Wilson is a savvy user of social media, but she's a consumer, too. She just bought a trendy crochet swimsuit, for example, that she saw on Nordstrom.com. It wasn't the marketing that sold her; it was seeing the image again and again on Pinterest and Instagram.
"You see it once and you think, 'That's cute.' It's seeing it repeatedly, and on people whose life looks desirable, that puts you over into 'I have to have that,'" she said.
There's a term for this. Social psychologists, journalists and social-media users call it "lifestyle envy," or Instagram envy, and savvy smartphone users are well-acquainted with its tell-tale sign: the little pang you get when a friend posts photos from his or her swanky vacation in Istanbul, or when actress Mindy Kaling snaps her newest pair of spike-toe Christian Louboutain pumps.
Envy has long been a concern of civilization, mentioned in the Ten Commandments, the seven deadly sins and countless other works down to present day America, in which the newest iteration, social media envy, is driving consumerism in new ways. According to a study by New York marketing communications firm JWT, fame and fortune are currently replacing faith and family as the core of the American Dream. Two-thirds of Americans in the study said traditional notions of the ideal life community, religious faith and middle-class values have shifted.
"More Americans see the ability to spend whether by accumulating wealth or accessing credit as a component of the American Dream," the study indicates. Also, 58 percent of respondents said "becoming wealthy" is key to the American Dream for them personally; 54 percent said "social recognition and status" were a big part of it for people today. A quarter said a big part of the dream for them was "becoming famous." Traditional ideals of the good life such as "getting married" and "attending religious services" were more likely to be categorized as part of a past definition of the American Dream than as part of the present one.
Instagram alone, which became a social media phenomenon by allowing people to transform ordinary photos into magazine-shoot images with fancy filters and then share them with others, grew last year from 80 million to 150 million users worldwide. Are Americans becoming coveting, keeping-up-with-the-Joneses consumers one perfectly filtered post at a time?
Peer pressure
People are inspired by comparing themselves to peers through social media, and that is why they feel a little lift when they see an image of a friend triumphantly crossing a finish line or a co-worker's twins happily hugging. But people also become hyper-aware of the achievements and success of those peers, said Ann Mack, director of trendspotting at JWT Worldwide. Thus cuts the double-edged sword of social media.
Traditional advertising is losing some of its power over consumers who instead look to one another for trends and opinions, she said.
"If you think about 100 years ago, people would go to the town dance and see what the Joneses are doing. This comparison has always been around," Wilson said. "But now you can do it on an extreme scale. You can compare yourself to thousands of people."
And it's not just celebrities that people are comparing themselves to it's one another as well.
-=-=-=-=-
## PROBLEMS TO WORK ON
**A)** Reproduce the lifestyle envy article from "Wilson is a" to "Pinterest and Instagram.", word for word.
**B)** Turn the paragraph of the lifestyle envy article that opens with "More Americans see the ability to spend" into a short bulleted list of its main facts.

## INFORMATION SHOWN
-=-=-=-=-
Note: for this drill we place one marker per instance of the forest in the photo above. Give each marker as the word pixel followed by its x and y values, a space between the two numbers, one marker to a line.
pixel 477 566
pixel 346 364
-=-=-=-=-
## SOLUTIONS TO EACH TASK
**A)**
Wilson is a savvy user of social media, but she's a consumer, too. She just bought a trendy crochet swimsuit, for example, that she saw on Nordstrom.com. It wasn't the marketing that sold her; it was seeing the image again and again on Pinterest and Instagram.

**B)**
- More Americans see the ability to spend, through accumulating wealth or accessing credit, as part of the American Dream.
- 58 percent of respondents said "becoming wealthy" is key to the American Dream for them personally.
- 54 percent said "social recognition and status" were a big part of it for people today.
- A quarter said "becoming famous" was a big part of the dream for them.
- "Getting married" and "attending religious services" were more likely to be classed as part of a past definition of the American Dream than a present one.